Task material =
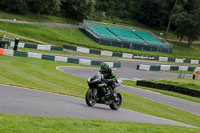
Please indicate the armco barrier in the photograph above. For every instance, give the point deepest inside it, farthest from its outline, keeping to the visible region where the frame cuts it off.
(35, 46)
(106, 53)
(166, 68)
(130, 56)
(58, 58)
(178, 89)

Given exercise =
Reproduce the data word for word, excluding its pictures.

Answer below =
Please indicate the armco barrier in the photograph above. For every instance, give the point deepest inside it, farthest from its outline, keeping to the visible region where the frame cuts it off.
(35, 46)
(106, 53)
(166, 68)
(130, 56)
(58, 58)
(178, 89)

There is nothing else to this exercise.